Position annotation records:

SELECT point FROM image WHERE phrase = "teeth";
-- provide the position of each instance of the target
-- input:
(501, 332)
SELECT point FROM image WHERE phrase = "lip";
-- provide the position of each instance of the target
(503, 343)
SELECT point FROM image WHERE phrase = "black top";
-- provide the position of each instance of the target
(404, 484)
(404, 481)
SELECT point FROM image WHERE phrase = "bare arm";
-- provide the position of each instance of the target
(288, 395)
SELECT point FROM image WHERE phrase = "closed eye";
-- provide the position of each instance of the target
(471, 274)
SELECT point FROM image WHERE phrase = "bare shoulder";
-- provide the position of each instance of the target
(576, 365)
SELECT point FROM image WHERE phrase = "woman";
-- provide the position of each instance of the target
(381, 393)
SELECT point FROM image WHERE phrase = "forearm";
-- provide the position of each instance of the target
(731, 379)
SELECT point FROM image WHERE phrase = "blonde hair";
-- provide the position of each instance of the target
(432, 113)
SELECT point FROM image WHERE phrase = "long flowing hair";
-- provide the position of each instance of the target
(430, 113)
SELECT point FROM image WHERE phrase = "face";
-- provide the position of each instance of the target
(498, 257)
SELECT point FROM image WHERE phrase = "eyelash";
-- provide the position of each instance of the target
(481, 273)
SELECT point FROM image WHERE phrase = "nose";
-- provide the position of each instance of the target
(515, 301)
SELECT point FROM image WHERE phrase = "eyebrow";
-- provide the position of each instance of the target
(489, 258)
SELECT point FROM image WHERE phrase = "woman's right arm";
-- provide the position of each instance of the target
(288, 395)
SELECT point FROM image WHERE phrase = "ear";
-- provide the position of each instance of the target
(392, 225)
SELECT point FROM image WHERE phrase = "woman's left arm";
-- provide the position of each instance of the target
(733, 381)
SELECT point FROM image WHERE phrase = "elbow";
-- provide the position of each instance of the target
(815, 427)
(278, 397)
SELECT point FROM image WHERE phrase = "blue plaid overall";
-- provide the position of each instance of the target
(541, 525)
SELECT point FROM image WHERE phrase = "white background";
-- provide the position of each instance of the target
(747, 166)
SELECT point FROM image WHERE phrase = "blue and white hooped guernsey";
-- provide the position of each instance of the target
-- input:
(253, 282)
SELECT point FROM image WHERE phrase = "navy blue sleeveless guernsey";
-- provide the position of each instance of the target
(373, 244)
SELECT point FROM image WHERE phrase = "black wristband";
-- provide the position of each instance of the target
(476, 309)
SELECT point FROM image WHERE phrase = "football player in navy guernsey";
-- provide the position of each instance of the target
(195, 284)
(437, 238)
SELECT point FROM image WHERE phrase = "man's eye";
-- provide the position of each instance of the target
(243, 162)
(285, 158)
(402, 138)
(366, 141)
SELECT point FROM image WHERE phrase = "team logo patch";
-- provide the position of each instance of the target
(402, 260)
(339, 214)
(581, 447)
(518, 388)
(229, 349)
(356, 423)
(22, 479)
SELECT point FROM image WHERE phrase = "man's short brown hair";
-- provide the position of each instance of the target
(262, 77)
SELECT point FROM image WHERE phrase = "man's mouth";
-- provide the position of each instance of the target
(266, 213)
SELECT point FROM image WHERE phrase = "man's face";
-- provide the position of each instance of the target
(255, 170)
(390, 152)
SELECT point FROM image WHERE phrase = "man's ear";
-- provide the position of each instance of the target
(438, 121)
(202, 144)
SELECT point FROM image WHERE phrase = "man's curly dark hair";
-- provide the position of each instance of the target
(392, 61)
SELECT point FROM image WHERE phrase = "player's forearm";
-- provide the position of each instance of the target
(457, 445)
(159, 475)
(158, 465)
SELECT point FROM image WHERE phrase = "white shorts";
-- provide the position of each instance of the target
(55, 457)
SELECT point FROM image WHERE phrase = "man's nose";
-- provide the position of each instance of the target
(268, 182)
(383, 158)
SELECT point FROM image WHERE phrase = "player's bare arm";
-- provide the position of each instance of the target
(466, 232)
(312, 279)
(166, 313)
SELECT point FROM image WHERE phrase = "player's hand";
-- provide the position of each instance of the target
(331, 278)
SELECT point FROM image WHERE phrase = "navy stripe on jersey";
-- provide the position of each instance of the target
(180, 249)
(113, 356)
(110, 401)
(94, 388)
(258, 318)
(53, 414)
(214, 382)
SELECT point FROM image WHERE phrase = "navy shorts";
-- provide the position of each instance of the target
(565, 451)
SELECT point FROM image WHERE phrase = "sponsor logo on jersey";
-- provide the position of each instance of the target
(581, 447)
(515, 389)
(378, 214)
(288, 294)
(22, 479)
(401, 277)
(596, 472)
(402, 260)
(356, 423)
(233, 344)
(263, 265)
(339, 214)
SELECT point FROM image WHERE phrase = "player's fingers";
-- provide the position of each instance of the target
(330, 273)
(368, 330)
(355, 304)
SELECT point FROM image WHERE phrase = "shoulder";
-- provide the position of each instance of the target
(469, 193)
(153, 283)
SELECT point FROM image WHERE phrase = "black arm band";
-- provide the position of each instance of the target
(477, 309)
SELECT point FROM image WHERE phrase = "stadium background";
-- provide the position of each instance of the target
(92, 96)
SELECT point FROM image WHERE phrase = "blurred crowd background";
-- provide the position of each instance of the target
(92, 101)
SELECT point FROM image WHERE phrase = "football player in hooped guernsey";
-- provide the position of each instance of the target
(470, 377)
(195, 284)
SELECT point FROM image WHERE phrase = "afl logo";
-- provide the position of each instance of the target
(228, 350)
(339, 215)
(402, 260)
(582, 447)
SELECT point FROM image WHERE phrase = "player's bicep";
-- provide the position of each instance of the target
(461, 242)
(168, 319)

▶ [Problem to solve] Please quote the records above exactly, without skipping a line.

▶ [Answer for this exercise]
SELECT point FROM image WHERE phrase = "teeth";
-- provide the position of each instance of the target
-- input:
(501, 332)
SELECT point FROM image WHERE phrase = "lip";
-- provide the position of each instance of the target
(503, 343)
SELECT point FROM image WHERE phrase = "black top";
-- provide the position of each instance of the target
(404, 484)
(404, 481)
SELECT point FROM image WHERE phrase = "bare arm";
-- provide the position of each instance of the target
(288, 395)
SELECT point FROM image WHERE phrase = "closed eye";
-- provide the position of each instance of the target
(471, 274)
SELECT point FROM image WHERE phrase = "bare shoulder";
-- provide the position of each instance of the target
(576, 365)
SELECT point FROM image WHERE phrase = "woman";
-- provide the position of each instance of the target
(381, 393)
SELECT point FROM image WHERE phrase = "forearm";
-- provide the position of each instance of the target
(731, 379)
SELECT point FROM image WHERE phrase = "blonde hair";
-- provide the position of each instance of the target
(432, 113)
SELECT point FROM image WHERE phrase = "long flowing hair";
-- provide the position of each instance of the target
(430, 113)
SELECT point FROM image WHERE phrase = "face";
-- provide the position of each instance of the target
(498, 257)
SELECT point FROM image WHERE phrase = "eyelash";
-- provide the position of each instance of the target
(481, 273)
SELECT point FROM image WHERE phrase = "nose";
-- provide the position of each instance of the target
(515, 301)
SELECT point FROM image WHERE phrase = "eyebrow";
-- provide the position of each instance of the target
(489, 258)
SELECT point FROM image WHERE phrase = "woman's right arm";
-- provide the position of each instance of the target
(288, 395)
SELECT point FROM image WHERE phrase = "ear";
-- provide the position of each instance of the target
(392, 225)
SELECT point FROM image WHERE phrase = "woman's left arm";
-- provide the position of each instance of the target
(733, 381)
SELECT point FROM image WHERE phrase = "elbow";
-- provide the position of each instance of the target
(815, 427)
(278, 397)
SELECT point FROM image WHERE phrase = "blue plaid overall";
-- provide the position of each instance of the target
(541, 525)
SELECT point FROM image WHERE phrase = "white background";
-- provide the position of each instance of the target
(747, 166)
SELECT point FROM image WHERE phrase = "blue and white hooped guernsey";
-- provide the position of each instance of the target
-- input:
(253, 282)
SELECT point FROM image WHERE phrase = "navy blue sleeveless guernsey";
-- provide the position of each instance of the target
(373, 244)
SELECT point FROM image WHERE phrase = "black wristband";
-- provide the position of each instance of the target
(476, 309)
SELECT point FROM image WHERE phrase = "football player in navy guernsey";
-- provide the position of each instance of the target
(195, 284)
(437, 238)
SELECT point FROM image WHERE phrase = "man's eye";
-- provide the position of each instance of the target
(243, 162)
(285, 158)
(402, 138)
(366, 141)
SELECT point FROM image WHERE phrase = "team logo patch";
-- provide the position of each instance of the target
(402, 260)
(339, 214)
(581, 447)
(518, 388)
(229, 349)
(356, 423)
(22, 479)
SELECT point FROM image WHERE phrase = "man's short brown hair";
-- provide the position of each instance of the target
(262, 77)
SELECT point FROM image WHERE phrase = "man's mouth";
-- provide the position of each instance of the target
(266, 213)
SELECT point FROM image WHERE phrase = "man's face";
-- provide the position of each instance of the target
(255, 170)
(390, 152)
SELECT point FROM image WHERE phrase = "man's ear";
-- provide the position of each instance of the target
(438, 121)
(202, 144)
SELECT point FROM image WHERE phrase = "man's curly dark hair";
-- provide the position of each instance of the target
(392, 61)
SELECT point FROM image WHERE phrase = "player's forearm";
-- provide the position of each instance of the target
(457, 445)
(159, 475)
(158, 465)
SELECT point FROM image WHERE phrase = "white shorts";
-- provide the position of each instance of the target
(55, 457)
SELECT point FROM image WHERE phrase = "man's nose";
-- provide the position of each instance of the target
(268, 182)
(383, 158)
SELECT point FROM image WHERE phrase = "player's bare arm";
-- provide the position of each instance of the target
(466, 232)
(312, 279)
(166, 313)
SELECT point FROM image WHERE phrase = "player's hand";
-- provide the position of each instance of the target
(331, 278)
SELECT point FROM image WHERE phrase = "navy stripe on jersey";
-- provide the position of each instance of the target
(180, 249)
(113, 356)
(110, 401)
(94, 388)
(258, 318)
(53, 414)
(214, 382)
SELECT point FROM image WHERE phrase = "navy shorts";
-- provide the position of each instance of the target
(565, 451)
SELECT point FROM image WHERE phrase = "sponsor logo on jersey";
-- provide the position of each instance of the target
(581, 447)
(515, 389)
(378, 214)
(288, 294)
(22, 479)
(401, 277)
(596, 472)
(402, 260)
(356, 423)
(233, 344)
(263, 265)
(339, 214)
SELECT point FROM image WHERE phrase = "player's fingers";
-- provide the position of each instance of the target
(330, 273)
(368, 330)
(355, 304)
SELECT point FROM image WHERE phrase = "shoulder";
-- provide the position of each instance of the target
(469, 193)
(153, 283)
SELECT point FROM image WHERE phrase = "black arm band";
-- provide the position of each instance of the target
(477, 309)
SELECT point FROM image WHERE phrase = "stadium background";
-- provide the position of each instance of the target
(92, 96)
SELECT point FROM image WHERE phrase = "blurred crowd background";
-- provide the position of each instance of the target
(92, 101)
SELECT point FROM image WHERE phrase = "football player in hooped guernsey";
-- provide the position of each instance of the target
(470, 377)
(195, 284)
SELECT point FROM image WHERE phrase = "afl logo";
-- provide the position of each instance of the target
(228, 350)
(339, 215)
(402, 260)
(582, 447)
SELECT point FROM image WHERE phrase = "player's bicep";
-- provide the position of each instance of the target
(461, 242)
(168, 319)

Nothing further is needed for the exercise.